__GIVEN TASK__. Please print every line of the material below word for word, leaving out the pictures.

__GIVEN DATA__.
***

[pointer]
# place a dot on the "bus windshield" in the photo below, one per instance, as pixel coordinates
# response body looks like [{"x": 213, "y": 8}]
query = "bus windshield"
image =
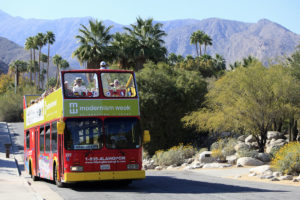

***

__SOLUTION FOR THIS TASK__.
[pointer]
# place a dot on the "bus windshield" in the photo below, one per instance, as pixel coordinates
# response body looks like [{"x": 213, "y": 8}]
query = "bus windshield"
image =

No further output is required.